*Selected excerpt*.
--- BEGIN ---

I have a 48 Volt Gator Utility Vehicle. Basically, the same system as an electric Golf Cart. I spent a lot of time installing a Motorola VHF radio recently. It was obviously 12 Volt, negaive ground. No problem. I just went on E-Bay and bought a 48 to 12 volt converter.

Then I realized something strange. I was getting no voltage reference to frame. A look in the scematics, indicated no such connection! The few things requiring a negative return had a lead running back to the battery.

There is almost no information on the E-Gators at all, and very little on grounding matters of electric carts.

Basically, they say, NEVER to ground the frame of such a vehicle to B-.

Some say it is safety. Remember this is 48 volt, not 12.

Any body know anything about this?

Right now, my radio is basically grounding the frame through the radio bracket and via a quarter wave antenna mounted on the roll bar. I could easily isolate the mounting bracket, but the antenna is a different matter.

What if I just fuse the negative lead, at say 20 amps?
 
   / No Frame Ground! Electric Golf Carts and such systems #2  
Hm.... I am not sure I like that ground path thru that coax and antenna.. How about putting one of those half wave no ground required VHF antennas like they put on corvettes (fiberglass body) instead of the 1/4 wave. If you get a failure in the ground return cable, I think starter current could go thru your radio. I am not sure what I would do.. I need to think on this some more.
 
   / No Frame Ground! Electric Golf Carts and such systems #3  
Rechargeable handheld VHF and mount?
 
   / No Frame Ground! Electric Golf Carts and such systems #4  
You don't need a convertor to get 12v. You just tap the first two batteries and you have 12v since they are in series. You can ground the frame at that point.

This is how golf carts are wired as well and how you add 12v radios and lights to golf carts and buggies.

36v have 6 6v batteries, and 48v have 8 6v batteries. Each set of terminals have their own voltage and each pair wired in series have double that (12v). Just ground from there to frame and use the hot from there (12v) to your radio.
 
   / No Frame Ground! Electric Golf Carts and such systems
  • Thread Starter
#5  
Thanks!

I did not want to tap off the batteries as I figured that the radio might be on for extended periods and I did not know what effect it would have, having two batteries always lower than the rest.

I have a couple of Motorola HT 1000s (handhelds) that I use, but they are never around when you need them and I am not having good luck with the Chinese batteries that I bought for them.

I like the non ground plane antenna idea. I had to install an old Beehive style antenna mount, as the roll bar had 3/16 thick steel and a (standard) NMO mount would not work.

I would still like to know WHY such systems arn't and shouldn't be grounded to frame.

I did learn that the Auto industry was seriously going to convert from 12 V to 42 Volt systems back in the 90s. It got scrapped for a variety of reasons.

--- END ---

*Data block*.
--- BEGIN ---

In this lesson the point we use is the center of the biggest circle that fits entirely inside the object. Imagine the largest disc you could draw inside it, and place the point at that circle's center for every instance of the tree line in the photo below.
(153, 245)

--- END ---

*Stated task A*.
In the forum thread about grounding electric carts, answer each question in a single line:
(i) What fuse rating does the first post suggest for the radio's negative lead?
(ii) According to the reply about tapping the batteries, how many 6-volt batteries does a 48-volt cart have?
(iii) Why did the thread starter have to install an old Beehive style antenna mount?
*Stated task B*. Carry on the forum thread about grounding electric carts, starting right after its last post.

*Exercise output A*.
(i) 20 amps.
(ii) Eight.
(iii) The roll bar had 3/16 thick steel, and a standard NMO mount would not work.

*Exercise output B*.
   / No Frame Ground! Electric Golf Carts and such systems #6  
When wet it has the potential to zap you.

The radio won't draw much current from 2 giant buggy batteries. What's the ahr rating of them? Without transmitting it probably draws less than half an ahr.

If you work during the daytime you can add a solar panel to it as well which would negate the draw.
 
   / No Frame Ground! Electric Golf Carts and such systems #7  
Did you connect the negative output of the converter to the frame?

That should work, since the 48v system is not grounded to the frame.

And a fuse in the positive output of the converter should be all that you need.
 
   / No Frame Ground! Electric Golf Carts and such systems
  • Thread Starter
#8  
I really don't want to rework my antenna setup. It took me a long time to hide all the wiring for antenna and strobe light in the roll bar (thus also destroying the certification).

There are four wires coming out of the converter 48 volt in, 12 volt out and the two blacks are common. I was surprised and relieved that the metal heat sink case is floating.

So, for the time being, I will just fuse the negative, thus grounding the frame. I will however, use a two pole switch so this is only effective while the switch for the converter is on.

Someone at Deere that designed and works on these things knows why things are this way. In a by gone era, I could have reached him. Not any more. Very sad times!

If the motor has potentially high field voltage and current, maybe they don't want that thing grounded. I wonder if the Polaris 48 volt UTV has a grounded frame.
 
   / No Frame Ground! Electric Golf Carts and such systems #9  
-------- I wonder if the Polaris 48 volt UTV has a grounded frame.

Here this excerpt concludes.